-- TASK GOAL --
Go through the listing and write out all of it exactly.
^^^^
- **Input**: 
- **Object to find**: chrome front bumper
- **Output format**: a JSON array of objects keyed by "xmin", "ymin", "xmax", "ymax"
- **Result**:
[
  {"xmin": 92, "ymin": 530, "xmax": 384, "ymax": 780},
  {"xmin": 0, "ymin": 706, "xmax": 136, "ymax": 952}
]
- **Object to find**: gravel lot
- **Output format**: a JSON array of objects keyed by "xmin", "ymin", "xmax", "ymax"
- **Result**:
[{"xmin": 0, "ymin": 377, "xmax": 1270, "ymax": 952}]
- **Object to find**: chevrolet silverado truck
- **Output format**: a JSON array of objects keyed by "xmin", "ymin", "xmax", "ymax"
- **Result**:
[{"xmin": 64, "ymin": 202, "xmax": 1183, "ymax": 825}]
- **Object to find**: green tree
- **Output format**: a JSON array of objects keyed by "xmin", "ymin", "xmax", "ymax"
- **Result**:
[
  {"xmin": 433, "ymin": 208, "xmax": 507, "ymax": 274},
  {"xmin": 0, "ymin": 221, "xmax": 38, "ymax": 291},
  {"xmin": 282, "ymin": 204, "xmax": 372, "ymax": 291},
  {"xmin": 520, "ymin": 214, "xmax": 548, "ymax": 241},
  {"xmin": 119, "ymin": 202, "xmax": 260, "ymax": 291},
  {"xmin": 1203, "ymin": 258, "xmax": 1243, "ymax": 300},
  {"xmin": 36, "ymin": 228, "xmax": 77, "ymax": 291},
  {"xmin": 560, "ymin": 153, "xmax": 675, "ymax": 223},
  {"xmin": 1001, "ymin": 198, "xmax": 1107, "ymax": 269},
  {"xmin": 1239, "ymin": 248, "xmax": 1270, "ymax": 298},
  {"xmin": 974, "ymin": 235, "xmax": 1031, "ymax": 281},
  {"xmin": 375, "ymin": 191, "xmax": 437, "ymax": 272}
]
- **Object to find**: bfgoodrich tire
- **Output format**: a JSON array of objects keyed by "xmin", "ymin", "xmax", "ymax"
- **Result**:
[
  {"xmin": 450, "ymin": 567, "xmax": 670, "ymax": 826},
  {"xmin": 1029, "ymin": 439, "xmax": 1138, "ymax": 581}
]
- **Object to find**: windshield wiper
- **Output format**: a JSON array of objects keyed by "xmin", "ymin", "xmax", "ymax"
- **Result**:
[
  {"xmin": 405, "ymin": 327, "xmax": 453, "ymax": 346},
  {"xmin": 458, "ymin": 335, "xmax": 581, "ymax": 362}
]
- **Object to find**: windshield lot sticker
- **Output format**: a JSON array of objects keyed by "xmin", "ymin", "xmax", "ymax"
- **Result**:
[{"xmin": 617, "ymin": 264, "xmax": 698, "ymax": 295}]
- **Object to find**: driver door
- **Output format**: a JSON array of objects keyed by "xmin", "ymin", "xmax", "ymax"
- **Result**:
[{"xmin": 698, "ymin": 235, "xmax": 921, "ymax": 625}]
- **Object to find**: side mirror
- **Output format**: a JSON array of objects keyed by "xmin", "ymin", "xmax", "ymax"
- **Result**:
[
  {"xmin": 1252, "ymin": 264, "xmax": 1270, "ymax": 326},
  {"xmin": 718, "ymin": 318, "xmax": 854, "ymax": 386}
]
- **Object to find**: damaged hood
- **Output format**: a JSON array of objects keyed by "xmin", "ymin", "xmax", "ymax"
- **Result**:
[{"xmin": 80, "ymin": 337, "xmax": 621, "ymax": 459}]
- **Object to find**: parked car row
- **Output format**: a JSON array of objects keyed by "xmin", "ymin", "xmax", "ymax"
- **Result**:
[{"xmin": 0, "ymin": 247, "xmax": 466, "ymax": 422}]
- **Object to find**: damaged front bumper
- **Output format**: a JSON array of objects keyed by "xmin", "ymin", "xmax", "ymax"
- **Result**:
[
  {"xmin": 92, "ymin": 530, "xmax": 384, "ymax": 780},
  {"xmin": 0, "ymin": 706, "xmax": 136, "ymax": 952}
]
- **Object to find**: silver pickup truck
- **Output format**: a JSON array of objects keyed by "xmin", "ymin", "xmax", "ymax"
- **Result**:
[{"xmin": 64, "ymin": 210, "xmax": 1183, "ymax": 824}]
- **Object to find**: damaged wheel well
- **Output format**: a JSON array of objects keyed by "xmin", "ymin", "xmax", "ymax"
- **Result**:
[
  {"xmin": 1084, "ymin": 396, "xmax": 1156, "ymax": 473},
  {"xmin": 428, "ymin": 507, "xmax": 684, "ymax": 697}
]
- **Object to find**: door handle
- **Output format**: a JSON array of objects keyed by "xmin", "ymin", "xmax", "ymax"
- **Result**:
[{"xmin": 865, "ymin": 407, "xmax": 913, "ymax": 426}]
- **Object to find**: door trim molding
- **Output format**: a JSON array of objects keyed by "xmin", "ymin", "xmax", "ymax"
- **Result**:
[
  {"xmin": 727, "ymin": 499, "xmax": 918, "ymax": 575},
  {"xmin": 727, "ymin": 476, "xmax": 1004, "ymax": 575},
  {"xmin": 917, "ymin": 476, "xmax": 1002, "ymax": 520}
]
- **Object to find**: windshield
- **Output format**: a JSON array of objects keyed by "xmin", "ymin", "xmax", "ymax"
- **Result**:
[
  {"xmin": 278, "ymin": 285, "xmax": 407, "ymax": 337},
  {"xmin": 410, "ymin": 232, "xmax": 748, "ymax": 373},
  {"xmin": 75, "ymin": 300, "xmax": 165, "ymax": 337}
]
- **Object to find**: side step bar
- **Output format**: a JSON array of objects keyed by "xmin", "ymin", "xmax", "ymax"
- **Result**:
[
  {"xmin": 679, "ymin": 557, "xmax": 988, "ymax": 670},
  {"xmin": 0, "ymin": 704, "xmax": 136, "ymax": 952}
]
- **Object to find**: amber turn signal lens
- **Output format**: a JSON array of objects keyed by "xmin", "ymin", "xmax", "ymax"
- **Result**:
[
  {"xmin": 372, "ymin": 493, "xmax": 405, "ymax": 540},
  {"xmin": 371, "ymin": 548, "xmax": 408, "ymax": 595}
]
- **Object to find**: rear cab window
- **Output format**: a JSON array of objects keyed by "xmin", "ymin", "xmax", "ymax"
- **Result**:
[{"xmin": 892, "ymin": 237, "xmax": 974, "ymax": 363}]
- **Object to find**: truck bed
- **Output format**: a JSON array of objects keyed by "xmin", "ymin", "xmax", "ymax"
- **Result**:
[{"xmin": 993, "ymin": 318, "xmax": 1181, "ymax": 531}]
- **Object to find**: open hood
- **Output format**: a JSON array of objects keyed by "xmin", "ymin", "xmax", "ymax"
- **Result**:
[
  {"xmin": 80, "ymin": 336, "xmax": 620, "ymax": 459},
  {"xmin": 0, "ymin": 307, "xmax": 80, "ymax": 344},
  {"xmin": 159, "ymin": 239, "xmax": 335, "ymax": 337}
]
^^^^
-- SOLUTION BELOW --
- **Input**: 
- **Object to find**: chrome front bumper
- **Output format**: a JSON array of objects keyed by "xmin", "ymin", "xmax", "ymax"
- **Result**:
[
  {"xmin": 92, "ymin": 530, "xmax": 384, "ymax": 780},
  {"xmin": 0, "ymin": 706, "xmax": 136, "ymax": 952}
]
- **Object to find**: gravel lot
- **Output format**: a JSON array of objects keyed by "xmin", "ymin", "xmax", "ymax"
- **Result**:
[{"xmin": 0, "ymin": 377, "xmax": 1270, "ymax": 952}]
- **Object to find**: chevrolet silverado truck
- **Output format**: a JSON array of objects keyed by "xmin", "ymin", "xmax", "ymax"
- **Result**:
[{"xmin": 64, "ymin": 202, "xmax": 1183, "ymax": 825}]
- **Object to find**: green tree
- **Output format**: a JSON array of objects keyed by "xmin", "ymin", "xmax", "ymax"
- **Result**:
[
  {"xmin": 433, "ymin": 208, "xmax": 507, "ymax": 274},
  {"xmin": 0, "ymin": 221, "xmax": 38, "ymax": 291},
  {"xmin": 282, "ymin": 204, "xmax": 372, "ymax": 291},
  {"xmin": 520, "ymin": 214, "xmax": 548, "ymax": 241},
  {"xmin": 119, "ymin": 202, "xmax": 260, "ymax": 291},
  {"xmin": 1203, "ymin": 258, "xmax": 1243, "ymax": 300},
  {"xmin": 36, "ymin": 228, "xmax": 77, "ymax": 291},
  {"xmin": 560, "ymin": 153, "xmax": 675, "ymax": 223},
  {"xmin": 1001, "ymin": 198, "xmax": 1107, "ymax": 269},
  {"xmin": 1239, "ymin": 248, "xmax": 1270, "ymax": 298},
  {"xmin": 974, "ymin": 235, "xmax": 1031, "ymax": 281},
  {"xmin": 375, "ymin": 191, "xmax": 437, "ymax": 272}
]
- **Object to find**: bfgoodrich tire
- **Output format**: a JSON array of objects keyed by "xmin", "ymin", "xmax", "ymax"
- **Result**:
[
  {"xmin": 450, "ymin": 567, "xmax": 670, "ymax": 826},
  {"xmin": 1029, "ymin": 439, "xmax": 1138, "ymax": 581}
]
- **Object to find**: windshield wiper
- **Output format**: a JSON array of objects keyed by "xmin", "ymin", "xmax", "ymax"
- **Result**:
[
  {"xmin": 405, "ymin": 327, "xmax": 453, "ymax": 346},
  {"xmin": 458, "ymin": 335, "xmax": 581, "ymax": 362}
]
- **Object to find**: windshield lot sticker
- **Output format**: a JSON array of objects keyed by "xmin", "ymin", "xmax", "ymax"
- **Result**:
[{"xmin": 617, "ymin": 264, "xmax": 698, "ymax": 295}]
- **Object to find**: driver door
- **Output format**: a JSON array of objects keyed by "xmin", "ymin", "xmax", "ymax"
- **Result**:
[{"xmin": 698, "ymin": 235, "xmax": 921, "ymax": 625}]
- **Object to find**: side mirror
- **Output format**: a JSON array of objects keyed by "xmin", "ymin", "xmax", "ymax"
- **Result**:
[
  {"xmin": 1252, "ymin": 264, "xmax": 1270, "ymax": 326},
  {"xmin": 718, "ymin": 318, "xmax": 854, "ymax": 386}
]
- **Object to find**: damaged hood
- **Output format**: a JSON array of objects keyed by "xmin", "ymin", "xmax", "ymax"
- **Result**:
[{"xmin": 80, "ymin": 337, "xmax": 621, "ymax": 459}]
- **Object to find**: parked car row
- **Output format**: a JSON array of objects keyed by "xmin", "ymin", "xmax", "ymax"
- **Result**:
[{"xmin": 0, "ymin": 247, "xmax": 466, "ymax": 422}]
- **Object to find**: damaged front bumper
- **Output format**: a JSON array of objects keyed by "xmin", "ymin", "xmax", "ymax"
- **Result**:
[
  {"xmin": 92, "ymin": 530, "xmax": 384, "ymax": 780},
  {"xmin": 0, "ymin": 706, "xmax": 136, "ymax": 952}
]
- **Object to find**: silver pickup truck
- **Output format**: a JSON array of objects keyed by "xmin", "ymin", "xmax", "ymax"
- **Result**:
[{"xmin": 64, "ymin": 210, "xmax": 1183, "ymax": 824}]
- **Object to find**: damaged wheel well
- **Output format**: a JSON array of objects keyed by "xmin", "ymin", "xmax", "ymax"
- **Result**:
[
  {"xmin": 1084, "ymin": 396, "xmax": 1156, "ymax": 473},
  {"xmin": 428, "ymin": 507, "xmax": 684, "ymax": 697}
]
- **Object to find**: door handle
- **Output format**: a JSON array of objects keyed by "xmin", "ymin", "xmax", "ymax"
- **Result**:
[{"xmin": 865, "ymin": 407, "xmax": 913, "ymax": 426}]
- **Object to find**: door trim molding
- **Output format**: a JSON array of objects keyed by "xmin", "ymin", "xmax", "ymax"
- **Result**:
[
  {"xmin": 727, "ymin": 499, "xmax": 918, "ymax": 575},
  {"xmin": 727, "ymin": 476, "xmax": 1004, "ymax": 575},
  {"xmin": 917, "ymin": 476, "xmax": 1002, "ymax": 520}
]
- **Object to find**: windshield
- **Output format**: a JSON array of objects keyed by "xmin", "ymin", "xmax", "ymax"
- **Result**:
[
  {"xmin": 278, "ymin": 285, "xmax": 407, "ymax": 337},
  {"xmin": 410, "ymin": 232, "xmax": 748, "ymax": 373},
  {"xmin": 75, "ymin": 300, "xmax": 165, "ymax": 337}
]
- **Object to find**: side step bar
- **Output format**: a JSON array of objects keyed by "xmin", "ymin", "xmax", "ymax"
- **Result**:
[
  {"xmin": 679, "ymin": 557, "xmax": 988, "ymax": 670},
  {"xmin": 0, "ymin": 704, "xmax": 136, "ymax": 952}
]
- **Object to find**: amber turn signal lens
- **Output format**: a JSON array of objects keyed by "xmin", "ymin", "xmax", "ymax"
- **Result**:
[
  {"xmin": 372, "ymin": 493, "xmax": 405, "ymax": 540},
  {"xmin": 371, "ymin": 548, "xmax": 408, "ymax": 595}
]
- **Object to find**: rear cab window
- **Output format**: a JSON array of objects keyed by "xmin", "ymin", "xmax", "ymax"
- **Result**:
[{"xmin": 892, "ymin": 237, "xmax": 974, "ymax": 363}]
- **Object to find**: truck bed
- **Output format**: a JSON array of objects keyed by "xmin", "ymin", "xmax", "ymax"
- **Result**:
[{"xmin": 993, "ymin": 318, "xmax": 1181, "ymax": 531}]
- **Object to find**: open hood
- **Output format**: a JSON array of objects keyed by "xmin", "ymin", "xmax", "ymax"
- **Result**:
[
  {"xmin": 80, "ymin": 336, "xmax": 620, "ymax": 459},
  {"xmin": 0, "ymin": 307, "xmax": 80, "ymax": 344},
  {"xmin": 159, "ymin": 239, "xmax": 335, "ymax": 337}
]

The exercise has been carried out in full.